▶ [Задания к выполнению]:
[1] Процитируйте из текста о Вере Фигнер отрывок от «Запечатленный труд (Том» до «этому все силы.».
[2] В каком году Вера Фигнер, согласно тексту о ней, стала членом революционного кружка?
[3] Почему, судя по тексту о Вере Фигнер, русские студенты в Швейцарии быстро втягивались в политику? Ответьте в одном–трех предложениях.

═══ Текст документа

Запечатленный труд (Том 1) | страница 4
Русские студенты в Швейцарии, как правило, небогатые и демократически настроенные, быстро втягивались в политику. Этому способствовала активная общественная жизнь: заседания секций Интернационала, рабочие собрания, распространение социалистической литературы, публичные диспуты о судьбах революции в России, агитация эмигрантских фракций, встречи с новыми изгнанниками, привозившими вести с родины.
Вера Фигнер, приехавшая в Швейцарию с единственным намерением учиться, лишь первое время отдавала этому все силы.
Ее революционный путь определила встреча с Софьей Бардиной и сложившимся вокруг нее кружком русских студенток.
Страницы «Запечатленного труда», посвященные Цюриху, замечательным женщинам, составившим впоследствии ядро Всероссийской социально-революционной организации, — одни из самых теплых и лирических в книге.
В 1873 году Вера Фигнер становится членом революционного кружка.
В 1875 году, за полгода до получения диплома, она бросает университет и по вызову революционной организации возвращается в Россию. Возвращается, обманув надежды матери, родных и знакомых, обуздав честолюбие, порвав с мужем, который не принимает революционных увлечений жены, возвращается с горячим желанием немедленно действовать.
«И с 24 лет моя жизнь связана исключительно с судьбами русской революционной партии»[3], - пишет Фигнер в «Запечатленном труде».
Возвращение на родину приносит Вере Николаевне много тревожных переживаний. Совсем недавно она получала бодрые, полные энергии письма подруг. Донос провокатора оборвал их пропагандистскую работу. Кончилось провалом «хождение в народ». На глазах у Веры Николаевны проходят судебные процессы: по делу казанской демонстрации 1876 года (в которой участвовала сама Фигнер), «процесс 50-ти», где судились ее цюрихские подруги, прогремевший на всю страну речами Софьи Бардиной и Петра Алексеева, наконец, «процесс-монстр» 193 революционеров-народников.

══════
═══ Предоставленные записи

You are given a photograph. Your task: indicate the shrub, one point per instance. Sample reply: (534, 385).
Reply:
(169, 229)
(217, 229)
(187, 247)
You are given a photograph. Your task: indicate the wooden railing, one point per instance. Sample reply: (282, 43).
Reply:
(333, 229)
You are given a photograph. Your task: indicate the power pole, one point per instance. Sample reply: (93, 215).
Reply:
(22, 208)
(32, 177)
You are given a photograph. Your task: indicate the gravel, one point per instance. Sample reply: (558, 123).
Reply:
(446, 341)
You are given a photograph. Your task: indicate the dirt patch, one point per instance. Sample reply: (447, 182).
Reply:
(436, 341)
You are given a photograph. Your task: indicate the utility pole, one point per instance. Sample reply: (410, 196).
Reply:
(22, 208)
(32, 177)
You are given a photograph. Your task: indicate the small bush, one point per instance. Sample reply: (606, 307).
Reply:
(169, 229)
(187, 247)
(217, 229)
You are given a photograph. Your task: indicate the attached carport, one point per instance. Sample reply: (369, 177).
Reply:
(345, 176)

══════

▶ [Ваши ответы]:
[1]
Запечатленный труд (Том 1) | страница 4
Русские студенты в Швейцарии, как правило, небогатые и демократически настроенные, быстро втягивались в политику. Этому способствовала активная общественная жизнь: заседания секций Интернационала, рабочие собрания, распространение социалистической литературы, публичные диспуты о судьбах революции в России, агитация эмигрантских фракций, встречи с новыми изгнанниками, привозившими вести с родины.
Вера Фигнер, приехавшая в Швейцарию с единственным намерением учиться, лишь первое время отдавала этому все силы.

[2] В 1873 году.

[3] Они, как правило, были небогатыми и демократически настроенными, а этому способствовала активная общественная жизнь. Это были заседания секций Интернационала, рабочие собрания, распространение социалистической литературы, публичные диспуты о судьбах революции в России, агитация эмигрантских фракций и встречи с новыми изгнанниками, привозившими вести с родины.